> _OBJECTIVE_
Condense the paragraph in the Firebird forum thread below that begins "more info (probably it's repeat" into a short bulleted list that keeps its main facts.

> _EXTRACTED TEXT_
··········

|
[
Permalink
| « Hide
]
Dmitry Yemanov added a comment - 15/Mar/11 04:59 PM
This is the second report of such a problem already. It seems we have a regression.
What v2.5.1 build have you used priorly, that didn't have this issue?
Hard to say, in the 2.5 original i also have this kind of issue (but much much more often, but not sure it's the same). I try too little time the beta release between to 2.5 original and the 2.5 version 2630 to say with don't have this issue.
what i can say is that this issue in the 2630 don't appear so often as in the 2.5 original (but on the other way the FB 2.5 original crash close to every days and the 26230 never crash so hard to know) i don't know, if you want i can try to attach a debuger on the fb_inet_server.exe to see what's happen ? I forget, just say me if i can kill the "frozen" clients or if you need them to do some tests ...
the same error again ....
today the behavior is little different one client was running several day with 2 connections on the FB server 1 waiting some EVENT; 1 doing some queries; yesterday the client become frozen. when i look in the $mon table in the server side i see only the EVENT connection. so it's mean that the client was disconnected (but why? as the event is still connected it's not look like a network problem) but the client not detect it and continue to wait undefinitivelly the answer of the server this bug become very important because it's block all the time our application :( do you think i can take a newer version than the FB 26230 ? today a little different,
i have on the server Thu Mar 24 11:07:35 2011 INET/inet_error: read errno = 10054 and on the client Unable to complete network request to host "xxx". Error reading data from the connection. Unsuccessful execution caused by a system error that precludes successful execution of subsequent statements Error Code: 401 BUT i have several other application connecting to the FB server on the same client machine that are still working correctly ! this error (10054 = A connection was forcibly closed by a peer.) look like morea bug than a network problem What the status of this bug ? it's appear in average one time a week but it's very strong because when it's happen it's "froze" the client Application :(
more info (probably it's repeat but can not be bad in case i forget something) : We have one client application that run at full time in background. This client open 2 connections on the database, one for query and one for select/update Every second this client application do a query on the database (select + insert/update). so the connection is never "idle" more than 1 second. but after days of work (1, 2, 7, etc..) then the connection freeze waiting the answer of the server that never arrive. on the server side (when it's freeze), i can only see (in the $MON table) the connection of the EVENT, but not the second connection that do Select/update. The $Mon table say that the connection of the event it's open from the 3/29/2011 in the log of the client application i see that the second connection is frozen from the 04-04-11 14:43:19 in the Server side, in the firebird.log i can see this : FBSERVER Mon Apr 04 14:43:48 2011 INET/inet_error: read errno = 10054 any idea ? did need to update the current version of the FBServer and FB client DLL ? actually client = legacy 2.5 and server = FB 26230 Different solutions are being tested on the customer site who has it more or less reproducible. I will report here as soon as we have something concrete found.

··········

> _INFORMATION GIVEN_
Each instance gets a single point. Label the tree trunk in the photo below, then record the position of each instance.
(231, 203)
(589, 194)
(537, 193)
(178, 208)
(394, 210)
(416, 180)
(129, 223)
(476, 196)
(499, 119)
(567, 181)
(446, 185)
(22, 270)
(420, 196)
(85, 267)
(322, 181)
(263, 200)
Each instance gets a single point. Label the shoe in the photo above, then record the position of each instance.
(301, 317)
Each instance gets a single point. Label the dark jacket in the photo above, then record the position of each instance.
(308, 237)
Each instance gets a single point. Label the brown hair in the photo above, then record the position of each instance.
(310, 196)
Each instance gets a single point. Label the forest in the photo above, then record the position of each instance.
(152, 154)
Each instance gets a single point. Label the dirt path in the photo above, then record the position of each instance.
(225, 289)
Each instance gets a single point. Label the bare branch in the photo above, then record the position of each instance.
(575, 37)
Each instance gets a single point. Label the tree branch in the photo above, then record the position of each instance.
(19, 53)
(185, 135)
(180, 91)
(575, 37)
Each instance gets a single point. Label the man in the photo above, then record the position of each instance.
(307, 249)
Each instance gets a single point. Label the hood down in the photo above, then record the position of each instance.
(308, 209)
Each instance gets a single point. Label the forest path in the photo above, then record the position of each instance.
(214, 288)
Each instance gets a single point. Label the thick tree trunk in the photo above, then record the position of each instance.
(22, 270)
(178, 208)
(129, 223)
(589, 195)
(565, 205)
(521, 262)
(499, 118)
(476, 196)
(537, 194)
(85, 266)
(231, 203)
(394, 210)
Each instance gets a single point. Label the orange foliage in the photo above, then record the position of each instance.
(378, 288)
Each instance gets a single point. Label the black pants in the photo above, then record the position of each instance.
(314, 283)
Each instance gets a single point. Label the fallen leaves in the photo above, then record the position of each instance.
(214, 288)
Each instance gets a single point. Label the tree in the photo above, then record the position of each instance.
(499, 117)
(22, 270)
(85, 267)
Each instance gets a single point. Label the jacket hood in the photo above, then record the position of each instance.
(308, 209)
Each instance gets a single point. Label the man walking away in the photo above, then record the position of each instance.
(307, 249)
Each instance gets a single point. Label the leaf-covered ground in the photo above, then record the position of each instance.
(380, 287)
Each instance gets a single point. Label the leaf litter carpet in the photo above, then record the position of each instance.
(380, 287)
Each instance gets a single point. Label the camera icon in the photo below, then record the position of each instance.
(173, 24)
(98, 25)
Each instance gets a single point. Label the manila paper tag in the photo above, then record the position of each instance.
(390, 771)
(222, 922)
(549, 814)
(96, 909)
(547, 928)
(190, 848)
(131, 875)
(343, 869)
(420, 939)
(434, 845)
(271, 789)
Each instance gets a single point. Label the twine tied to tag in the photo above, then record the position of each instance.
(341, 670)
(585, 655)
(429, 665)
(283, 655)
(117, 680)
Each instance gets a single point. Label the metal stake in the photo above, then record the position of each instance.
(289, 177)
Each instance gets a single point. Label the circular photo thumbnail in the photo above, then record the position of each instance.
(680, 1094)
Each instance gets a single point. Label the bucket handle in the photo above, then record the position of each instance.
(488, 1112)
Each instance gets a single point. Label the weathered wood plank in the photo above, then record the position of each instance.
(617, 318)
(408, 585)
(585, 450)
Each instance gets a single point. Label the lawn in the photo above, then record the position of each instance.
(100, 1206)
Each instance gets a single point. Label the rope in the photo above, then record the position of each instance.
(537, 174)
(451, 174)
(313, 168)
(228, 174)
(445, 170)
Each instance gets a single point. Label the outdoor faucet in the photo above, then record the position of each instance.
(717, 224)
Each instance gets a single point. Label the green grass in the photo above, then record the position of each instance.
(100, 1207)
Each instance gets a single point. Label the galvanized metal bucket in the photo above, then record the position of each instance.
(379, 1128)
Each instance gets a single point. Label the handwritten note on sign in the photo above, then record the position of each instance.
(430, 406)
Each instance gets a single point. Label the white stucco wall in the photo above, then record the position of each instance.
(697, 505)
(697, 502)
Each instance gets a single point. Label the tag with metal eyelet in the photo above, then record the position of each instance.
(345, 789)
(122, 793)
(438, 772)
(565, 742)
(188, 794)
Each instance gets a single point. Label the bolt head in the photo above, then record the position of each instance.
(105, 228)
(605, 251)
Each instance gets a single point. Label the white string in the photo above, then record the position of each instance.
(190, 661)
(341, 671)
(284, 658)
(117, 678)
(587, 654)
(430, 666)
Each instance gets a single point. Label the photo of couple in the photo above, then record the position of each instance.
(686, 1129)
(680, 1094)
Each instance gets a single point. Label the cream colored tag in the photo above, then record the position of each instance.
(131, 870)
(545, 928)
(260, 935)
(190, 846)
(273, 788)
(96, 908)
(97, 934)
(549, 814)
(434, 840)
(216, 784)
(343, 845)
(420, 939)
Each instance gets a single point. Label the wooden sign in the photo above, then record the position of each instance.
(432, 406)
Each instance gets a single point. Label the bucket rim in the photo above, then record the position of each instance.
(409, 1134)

··········

> _RESULT_
- A client application runs full-time in the background and opens two connections to the database.
- The client queries the database every second (select plus insert/update), so no connection stays idle for more than a second.
- After one to several days, one connection freezes while waiting for a server answer that never comes.
- When the freeze happens, the server's $MON table shows only the EVENT connection, which has been open since 3/29/2011. The select/update connection does not appear.
- The client log shows the second connection frozen since 04-04-11 14:43:19.
- The firebird.log on the server records "INET/inet_error: read errno = 10054" at Mon Apr 04 14:43:48 2011.
- The client is legacy 2.5 and the server is FB 26230. The writer asks whether the server and client DLL need updating.
- Different solutions are being tested at a customer site where the problem is more or less reproducible, with a report to follow once something concrete is found.